◆ TEXTO PARA LEITURA:
=-=-=-=-=

Maputo
(Canalmoz) – O Conselho Superior de Comunicação Social decidiu censurar
publicamente o tipo de jornalismo praticado pelo Canal de Moçambique e mais
alguns jornais alternativos. Por uma questão de responsabilidade pessoal não
deixaria passar a deliberação sem tecer alguns comentários. Primeiro porque é
um assunto que me interessa a mim como profissional. Segundo porque o jornal
onde trabalho é apontado no ranking do CSCS como o mais transgressor das normas
jornalísticas agora criadas por aquele órgão. Espero sinceramente pela
compilação dessas normas num Manual de Censura a ser financiado pelo Governo.
Digo normas porque o Conselho Superior de Comunicação Social traz novos
conceitos de jornalismo que não deixam de ser interessantes. Mas convém antes
esclarecer o seguinte: Está claro que o tipo de jornalismo praticado pelo
semanário Canal de Moçambique não está a agradar ao poder. Por uma questão
muito simples: aqui não exaltamos o glorioso partido nem os seus dirigentes.
Longe disso: estamos atentos a qualquer tipo de comportamento estranho aos fins
que ao Estado cabe prosseguir. É nosso papel primordial enquanto um longamano
da sociedade civil: defender o interesse público.
Não
quero aqui cair no populismo de defender que somos praticantes de um jornalismo
puritano. Cometemos erros assim como qualquer outro actor que joga neste imenso
campo a que chamamos sociedade.
Na
sua deliberação o Conselho Superior de Comunicação Social acusa o Canal de
Moçambique de ser uma “Publicação que não se preocupa em ouvir as partes
mencionadas nas peças, uma flagrante e sistemática violação do princípio de
produção de uma informação completa a objectiva, não respeitando o princípio do
contraditório previsto no artigo 28 de Lei 18/91 de 10 de Agosto”. Para
“fundamentar” a sua acusação o CSCS cita exemplos de alguns títulos que fizeram
manchete neste jornal.

=-=-=-=-=

◆ REGISTOS EXTRAÍDOS:
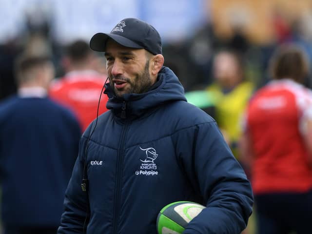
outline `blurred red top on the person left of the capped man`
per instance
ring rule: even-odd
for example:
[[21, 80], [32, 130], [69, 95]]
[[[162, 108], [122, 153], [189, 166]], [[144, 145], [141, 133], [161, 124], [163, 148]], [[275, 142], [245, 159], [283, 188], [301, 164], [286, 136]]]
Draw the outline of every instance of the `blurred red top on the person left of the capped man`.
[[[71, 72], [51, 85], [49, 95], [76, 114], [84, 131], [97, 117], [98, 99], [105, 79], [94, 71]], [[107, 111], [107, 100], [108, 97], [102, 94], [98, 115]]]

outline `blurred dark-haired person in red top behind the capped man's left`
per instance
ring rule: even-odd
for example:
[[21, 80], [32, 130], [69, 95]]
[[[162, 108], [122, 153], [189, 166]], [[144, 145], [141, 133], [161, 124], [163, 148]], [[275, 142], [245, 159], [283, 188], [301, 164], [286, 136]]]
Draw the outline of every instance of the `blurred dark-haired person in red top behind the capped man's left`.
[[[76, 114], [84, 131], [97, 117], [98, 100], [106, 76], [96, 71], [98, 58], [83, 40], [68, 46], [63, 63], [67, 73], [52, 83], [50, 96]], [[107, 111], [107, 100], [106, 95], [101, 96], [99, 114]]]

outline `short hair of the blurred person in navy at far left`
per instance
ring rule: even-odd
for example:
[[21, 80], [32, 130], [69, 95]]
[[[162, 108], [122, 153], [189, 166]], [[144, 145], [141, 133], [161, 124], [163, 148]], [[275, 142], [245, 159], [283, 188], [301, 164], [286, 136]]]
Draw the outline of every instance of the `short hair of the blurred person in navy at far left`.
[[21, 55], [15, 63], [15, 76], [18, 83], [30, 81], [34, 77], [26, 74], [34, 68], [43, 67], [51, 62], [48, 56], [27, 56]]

=-=-=-=-=

◆ INSTRUÇÕES DO EXERCÍCIO:
A) Reproduza o trecho do texto para leitura entre "Longe disso: estamos" e "o interesse público.", inclusive.
B) Responda com base no texto para leitura:
(i) Que órgão decidiu censurar publicamente o tipo de jornalismo praticado pelo Canal de Moçambique?
(ii) Quem deveria financiar o Manual de Censura que o autor espera ver compilado?
(iii) Qual é o papel que o texto apresenta como primordial do jornal enquanto longa mão da sociedade civil?

◆ RESPOSTAS DO EXERCÍCIO:
A)
Longe disso: estamos atentos a qualquer tipo de comportamento estranho aos fins
que ao Estado cabe prosseguir. É nosso papel primordial enquanto um longamano
da sociedade civil: defender o interesse público.

B)
(i) O Conselho Superior de Comunicação Social.
(ii) O Governo.
(iii) Defender o interesse público.